> [Aim] Format the data as a numbered list, from the start through the line containing "266 211 L 266", inclusive. Skip blank lines and leave the pictures out.

Rows from a segmentation dataset
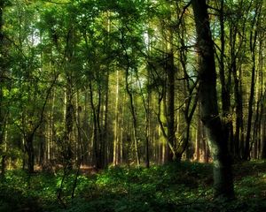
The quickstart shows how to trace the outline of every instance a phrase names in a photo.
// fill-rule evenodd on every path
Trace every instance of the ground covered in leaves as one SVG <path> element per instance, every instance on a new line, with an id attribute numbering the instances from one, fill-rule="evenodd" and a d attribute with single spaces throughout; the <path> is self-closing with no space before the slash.
<path id="1" fill-rule="evenodd" d="M 266 211 L 266 163 L 236 164 L 234 177 L 236 200 L 225 202 L 212 198 L 211 164 L 112 167 L 77 178 L 74 171 L 9 170 L 0 183 L 0 211 Z"/>

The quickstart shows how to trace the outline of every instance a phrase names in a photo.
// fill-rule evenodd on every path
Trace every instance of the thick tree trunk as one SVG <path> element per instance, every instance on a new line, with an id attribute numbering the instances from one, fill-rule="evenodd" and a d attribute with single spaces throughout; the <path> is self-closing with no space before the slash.
<path id="1" fill-rule="evenodd" d="M 200 57 L 200 117 L 206 128 L 214 160 L 215 196 L 231 199 L 234 196 L 231 160 L 228 151 L 228 140 L 224 138 L 224 126 L 218 111 L 214 45 L 209 27 L 207 6 L 206 1 L 192 0 L 192 8 Z"/>

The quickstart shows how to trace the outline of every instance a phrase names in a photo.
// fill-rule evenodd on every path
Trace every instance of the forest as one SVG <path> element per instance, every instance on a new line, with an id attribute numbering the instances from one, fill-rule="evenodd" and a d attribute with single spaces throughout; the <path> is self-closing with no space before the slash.
<path id="1" fill-rule="evenodd" d="M 266 211 L 265 17 L 0 0 L 0 211 Z"/>

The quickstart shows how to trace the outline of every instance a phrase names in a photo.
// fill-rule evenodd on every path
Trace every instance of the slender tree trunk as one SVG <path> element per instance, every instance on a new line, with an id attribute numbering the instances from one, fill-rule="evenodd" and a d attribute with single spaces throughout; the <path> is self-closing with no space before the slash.
<path id="1" fill-rule="evenodd" d="M 116 71 L 116 92 L 115 92 L 115 118 L 113 126 L 113 164 L 118 164 L 118 145 L 119 145 L 119 71 Z"/>
<path id="2" fill-rule="evenodd" d="M 205 126 L 214 160 L 215 197 L 231 199 L 234 196 L 231 161 L 228 140 L 219 117 L 216 95 L 216 73 L 214 44 L 206 1 L 192 0 L 200 57 L 200 102 L 201 120 Z"/>

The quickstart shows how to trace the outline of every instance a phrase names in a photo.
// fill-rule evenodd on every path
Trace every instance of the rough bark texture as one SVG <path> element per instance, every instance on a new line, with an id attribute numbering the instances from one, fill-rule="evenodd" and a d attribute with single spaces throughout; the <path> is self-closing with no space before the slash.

> [Solution to the exercise]
1. The quickstart shows how to trace the outline of every instance a phrase names in a photo.
2. // fill-rule evenodd on every path
3. Trace every instance of the ground covered in leaves as one SVG <path> element per instance, every instance on a new line, with an id attribute numbering the instances from one, fill-rule="evenodd" and a d attribute with single spaces throughout; the <path> is self-closing with no space before the slash.
4. <path id="1" fill-rule="evenodd" d="M 266 211 L 266 163 L 236 164 L 234 177 L 236 200 L 225 202 L 212 198 L 211 164 L 112 167 L 77 178 L 74 171 L 9 170 L 0 183 L 0 211 Z"/>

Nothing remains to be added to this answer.